What to do: Can you quote exactly the stretch of lines from the one with "Indicate the city" through the final line of the material, both ends included?
- - - - -
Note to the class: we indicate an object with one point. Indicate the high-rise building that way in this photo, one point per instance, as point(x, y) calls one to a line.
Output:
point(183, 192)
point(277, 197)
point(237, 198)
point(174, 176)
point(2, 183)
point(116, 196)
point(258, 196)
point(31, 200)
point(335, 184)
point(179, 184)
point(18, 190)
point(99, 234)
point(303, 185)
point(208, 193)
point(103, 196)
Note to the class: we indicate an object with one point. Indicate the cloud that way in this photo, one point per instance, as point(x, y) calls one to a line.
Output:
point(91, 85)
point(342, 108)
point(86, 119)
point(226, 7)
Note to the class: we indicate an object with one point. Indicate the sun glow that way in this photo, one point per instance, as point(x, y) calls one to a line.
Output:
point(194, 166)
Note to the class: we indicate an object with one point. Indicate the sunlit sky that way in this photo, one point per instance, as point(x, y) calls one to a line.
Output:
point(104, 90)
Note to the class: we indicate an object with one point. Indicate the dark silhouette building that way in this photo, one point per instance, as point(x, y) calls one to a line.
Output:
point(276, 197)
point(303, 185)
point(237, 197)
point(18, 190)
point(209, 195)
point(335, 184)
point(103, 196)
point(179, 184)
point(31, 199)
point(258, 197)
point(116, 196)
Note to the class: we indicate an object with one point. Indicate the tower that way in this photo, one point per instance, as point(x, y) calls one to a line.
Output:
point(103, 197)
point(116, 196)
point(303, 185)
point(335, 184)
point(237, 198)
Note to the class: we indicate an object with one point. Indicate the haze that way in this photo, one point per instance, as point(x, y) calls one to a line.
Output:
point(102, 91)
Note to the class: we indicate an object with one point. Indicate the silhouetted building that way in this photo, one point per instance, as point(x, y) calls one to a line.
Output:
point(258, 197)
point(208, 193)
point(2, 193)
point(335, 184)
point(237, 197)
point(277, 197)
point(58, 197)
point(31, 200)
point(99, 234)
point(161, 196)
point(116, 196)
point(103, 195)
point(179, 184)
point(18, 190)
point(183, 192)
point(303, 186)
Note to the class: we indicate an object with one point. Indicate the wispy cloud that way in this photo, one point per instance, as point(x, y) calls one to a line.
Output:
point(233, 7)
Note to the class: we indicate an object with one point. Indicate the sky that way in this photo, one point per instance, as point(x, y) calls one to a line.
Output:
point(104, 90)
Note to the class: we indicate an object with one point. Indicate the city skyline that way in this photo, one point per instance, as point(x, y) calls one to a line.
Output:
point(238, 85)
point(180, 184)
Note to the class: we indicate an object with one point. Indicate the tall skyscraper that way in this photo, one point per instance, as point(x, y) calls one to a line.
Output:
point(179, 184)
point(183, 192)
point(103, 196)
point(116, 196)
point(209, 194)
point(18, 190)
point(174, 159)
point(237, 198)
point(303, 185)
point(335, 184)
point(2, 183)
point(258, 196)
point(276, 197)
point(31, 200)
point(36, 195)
- - - - -
The answer:
Note to the class: we indicate an object with one point. Indicate the city skyline that way in this photo, one point per instance, as point(x, y) calls one to a line.
Output:
point(238, 85)
point(180, 184)
Note to the class: we indicate an object with one point. Indicate the tall skyscraper that way in this photo, one point per instance, as point(x, y) calls one to a line.
Output:
point(179, 184)
point(183, 192)
point(103, 196)
point(116, 196)
point(209, 194)
point(18, 190)
point(174, 159)
point(237, 198)
point(303, 185)
point(335, 184)
point(2, 183)
point(258, 196)
point(276, 197)
point(31, 200)
point(36, 195)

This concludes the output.